Dataset rows:
━━━━

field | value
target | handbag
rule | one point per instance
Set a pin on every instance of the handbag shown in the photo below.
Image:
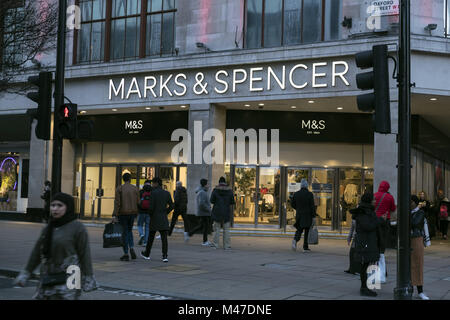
(426, 234)
(112, 235)
(54, 279)
(313, 236)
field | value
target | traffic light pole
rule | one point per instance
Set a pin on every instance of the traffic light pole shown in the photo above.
(59, 99)
(403, 291)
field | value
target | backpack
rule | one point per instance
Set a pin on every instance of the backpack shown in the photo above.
(443, 212)
(145, 200)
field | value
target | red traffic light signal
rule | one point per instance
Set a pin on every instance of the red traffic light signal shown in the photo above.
(378, 101)
(67, 114)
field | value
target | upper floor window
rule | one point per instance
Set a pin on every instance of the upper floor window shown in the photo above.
(272, 23)
(13, 36)
(124, 29)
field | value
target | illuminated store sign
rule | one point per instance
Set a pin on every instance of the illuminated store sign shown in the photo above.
(260, 79)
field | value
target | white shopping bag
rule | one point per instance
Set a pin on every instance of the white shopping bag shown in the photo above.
(382, 268)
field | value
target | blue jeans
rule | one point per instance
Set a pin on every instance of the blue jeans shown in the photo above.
(127, 222)
(144, 218)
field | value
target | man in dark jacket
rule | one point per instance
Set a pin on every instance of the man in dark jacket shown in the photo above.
(160, 206)
(180, 199)
(366, 239)
(222, 198)
(384, 206)
(46, 197)
(303, 202)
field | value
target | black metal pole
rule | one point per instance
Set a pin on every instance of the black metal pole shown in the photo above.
(59, 98)
(403, 291)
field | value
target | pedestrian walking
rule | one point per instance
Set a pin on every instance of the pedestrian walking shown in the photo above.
(203, 211)
(222, 199)
(385, 205)
(125, 211)
(180, 208)
(303, 203)
(430, 215)
(417, 246)
(161, 205)
(144, 217)
(46, 197)
(353, 268)
(444, 217)
(366, 240)
(63, 243)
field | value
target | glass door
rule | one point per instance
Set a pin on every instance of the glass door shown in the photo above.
(91, 185)
(294, 176)
(269, 195)
(245, 193)
(322, 187)
(107, 191)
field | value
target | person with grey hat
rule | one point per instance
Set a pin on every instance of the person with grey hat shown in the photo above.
(161, 205)
(63, 243)
(303, 203)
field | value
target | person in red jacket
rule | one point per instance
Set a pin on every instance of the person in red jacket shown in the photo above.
(384, 206)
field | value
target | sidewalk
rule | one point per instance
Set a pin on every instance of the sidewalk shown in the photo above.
(257, 267)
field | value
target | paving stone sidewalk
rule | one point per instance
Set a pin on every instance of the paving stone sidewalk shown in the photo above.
(258, 268)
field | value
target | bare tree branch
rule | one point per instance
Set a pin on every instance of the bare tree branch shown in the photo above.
(27, 30)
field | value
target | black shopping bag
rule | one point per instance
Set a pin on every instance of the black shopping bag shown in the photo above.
(112, 235)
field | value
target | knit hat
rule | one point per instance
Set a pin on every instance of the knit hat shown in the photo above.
(304, 183)
(67, 200)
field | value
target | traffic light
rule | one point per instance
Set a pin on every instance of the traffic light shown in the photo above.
(378, 101)
(43, 97)
(67, 114)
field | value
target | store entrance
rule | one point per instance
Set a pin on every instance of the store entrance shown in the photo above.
(257, 194)
(101, 180)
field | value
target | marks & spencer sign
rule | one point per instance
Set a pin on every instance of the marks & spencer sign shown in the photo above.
(243, 81)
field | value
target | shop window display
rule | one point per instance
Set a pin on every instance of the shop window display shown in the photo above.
(9, 171)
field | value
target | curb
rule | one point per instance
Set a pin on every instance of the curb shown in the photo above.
(9, 273)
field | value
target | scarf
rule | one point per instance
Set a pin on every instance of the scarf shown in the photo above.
(56, 223)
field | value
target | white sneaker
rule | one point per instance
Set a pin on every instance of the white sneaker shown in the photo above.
(423, 296)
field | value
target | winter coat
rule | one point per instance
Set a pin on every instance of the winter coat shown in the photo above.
(126, 200)
(203, 204)
(366, 238)
(303, 203)
(161, 205)
(222, 198)
(417, 223)
(180, 199)
(69, 246)
(388, 203)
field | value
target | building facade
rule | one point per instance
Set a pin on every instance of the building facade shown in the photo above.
(141, 70)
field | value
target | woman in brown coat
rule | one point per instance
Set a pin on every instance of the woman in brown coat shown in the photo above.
(62, 247)
(417, 246)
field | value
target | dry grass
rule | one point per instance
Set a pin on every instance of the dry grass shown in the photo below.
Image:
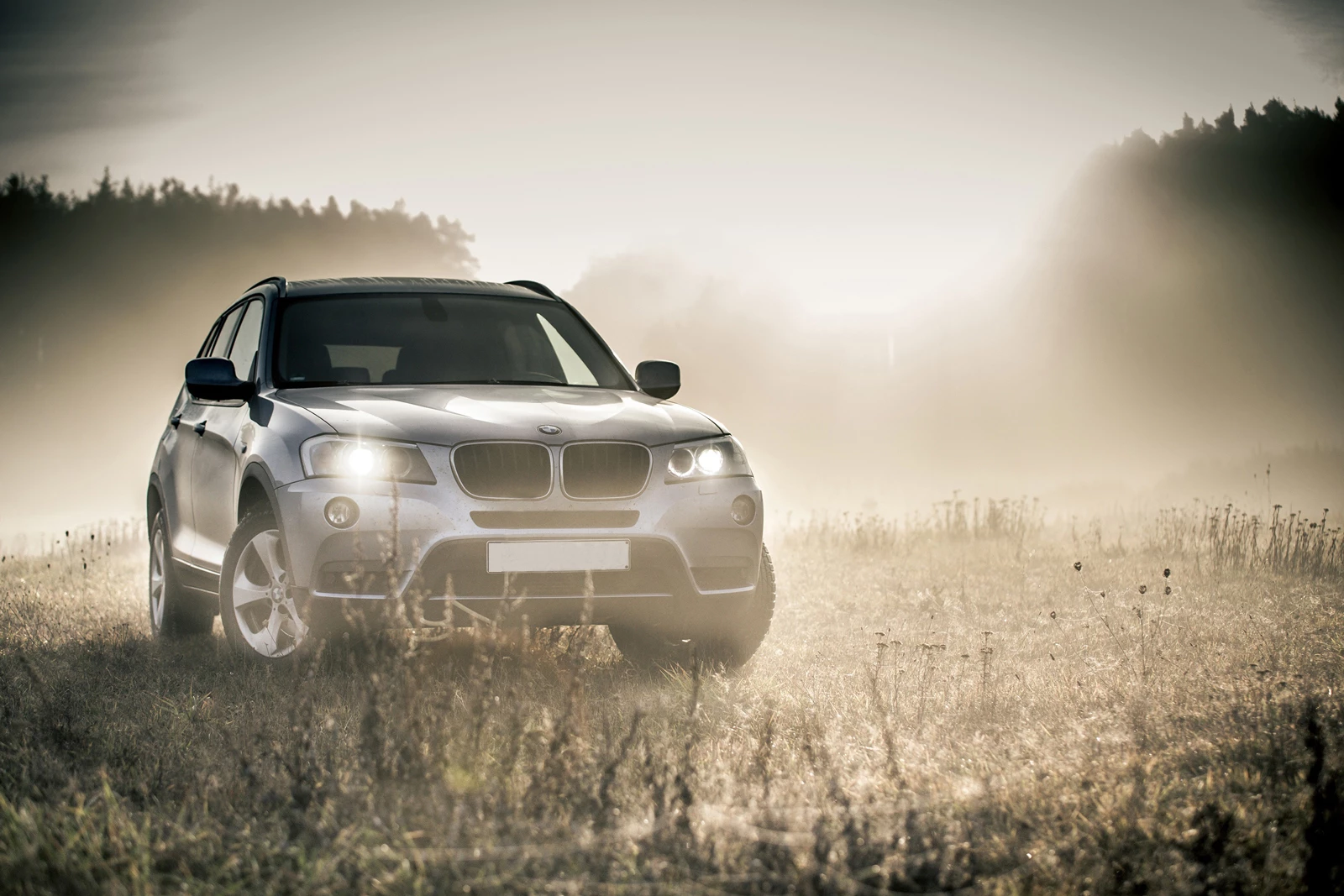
(941, 705)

━━━━

- Challenge -
Repeat verbatim all the material, but not the pictures.

- Answer below -
field | value
target | handbag
rule | one point per instance
Set a pin on every instance of the handbag shown in the photo below.
Image:
(426, 234)
(112, 235)
(54, 279)
(313, 236)
field | value
target | traffic light pole
rule | one point per instance
Set a pin on every instance of the traffic light pole shown in the photo above.
(59, 99)
(403, 291)
field | value
target | backpack
rule | one point per instance
Set a pin on every instance of the backpack shown in the photo above.
(443, 212)
(145, 200)
field | value
target | red traffic light signal
rule | one point per instance
Set a pin on every instance of the red traffic light signal shown in the photo above.
(378, 101)
(67, 114)
field | value
target | upper floor window
rule | one point per instance
Set a pin on every instance of the upper floor window shown in the photo above.
(272, 23)
(13, 36)
(124, 29)
field | value
target | illuminated store sign
rule | one point per instance
Set a pin on every instance of the illuminated store sign shown in the photo above.
(260, 79)
field | value
target | white shopping bag
rule | one point per instance
Set a pin on every instance of the white shopping bag shown in the photo above.
(382, 268)
field | value
target | blue jeans
rule | one point per instance
Set a pin on every instance of the blue jeans shown in the photo above.
(127, 222)
(144, 218)
field | value
target | man in dark jacket
rule | one point per instance
Set a pin on every instance of the man in dark jacket shown in the photo above.
(160, 206)
(180, 199)
(366, 239)
(222, 198)
(384, 206)
(46, 197)
(303, 202)
field | value
target | black metal pole
rule | one point per instance
Set a pin on every instance of the black metal pole shown in the photo above.
(59, 98)
(403, 291)
field | value
target | pedestrian walking
rule | one point per instance
Set a pin on every instance of the pedestrian walking shown in the photo above.
(203, 211)
(222, 199)
(385, 205)
(125, 211)
(180, 208)
(303, 203)
(430, 215)
(417, 246)
(161, 205)
(144, 217)
(46, 197)
(353, 268)
(444, 217)
(366, 240)
(63, 243)
field | value
target | glass door
rule | one point per instance
Set a pin on every instance of the glass door shown in the photo above.
(91, 185)
(294, 176)
(269, 195)
(245, 193)
(322, 187)
(107, 191)
field | value
target | person with grey hat
rule | one point per instance
Set a pin on every instance of the person with grey hat shown in the photo above.
(161, 205)
(63, 243)
(303, 203)
field | value
target | person in red jacket
rule | one point per instance
Set a pin on every instance of the person in red jacket shown in the photo above.
(384, 206)
field | value
target | sidewalk
rule | one point per instance
Set a pin on every instance of the sidewalk shown in the photo above.
(257, 267)
field | value
target | paving stone sidewalk
rule | one point per instance
Set a pin on every instance of the paving stone sidewalk shown in the photo above.
(258, 268)
field | value
target | bare tree branch
rule | one point per instance
Set a pin on every instance of the bare tree branch shown in the photo above.
(27, 30)
field | value
target | black shopping bag
rule | one point per instance
Set a pin on every instance of the black shopping bag shown in the photo above.
(112, 235)
field | value
target | knit hat
rule | one point per instance
Set a pin on every instance of the knit hat shown in the photo above.
(304, 183)
(67, 200)
field | value
target | traffic light
rule | one point per instance
Set a pin on every instance of the traffic light shown in the photo above.
(378, 101)
(43, 97)
(67, 114)
field | value
target | store entrance
rule | one point per instance
Set a pin on every instance of the store entrance shown in the photo above.
(257, 194)
(101, 180)
field | value
target | marks & spencer sign
rule | one point per instance
Set a pin on every instance of the marks & spencer sign shown in the photo above.
(243, 81)
field | value
target | shop window display
rule | one point per instance
Set a pin on every instance of the shop window display shown in the photo above.
(9, 171)
field | value
target | curb
rule | one point per instance
Set a pin on every instance of the curb shown in the photo above.
(9, 273)
field | value
target | scarf
rule | one point per instance
Set a pin on every instance of the scarf shown in the photo above.
(56, 223)
field | value
target | white sneaker
rule | one point per instance
Set a pin on every instance of the white sneaker shown in the photo above.
(423, 296)
field | value
target | winter coat
rule | one point per instance
Set a pin on every instance of the winter coat shown in the photo above.
(126, 200)
(203, 204)
(366, 238)
(303, 203)
(161, 205)
(222, 198)
(417, 223)
(180, 199)
(69, 246)
(388, 203)
field | value
target | building facade
rule | one point per instance
Set a pin on every instance of the building facade shown in the photo above.
(141, 70)
field | value
target | woman in brown coat
rule | one point per instance
Set a pin on every instance of the woman in brown coat shown in the photo above.
(62, 247)
(417, 246)
field | value
target | dry grass
rule | one point per instance
Set a pin on every instance of the dry grass shown in the photo below.
Image:
(941, 705)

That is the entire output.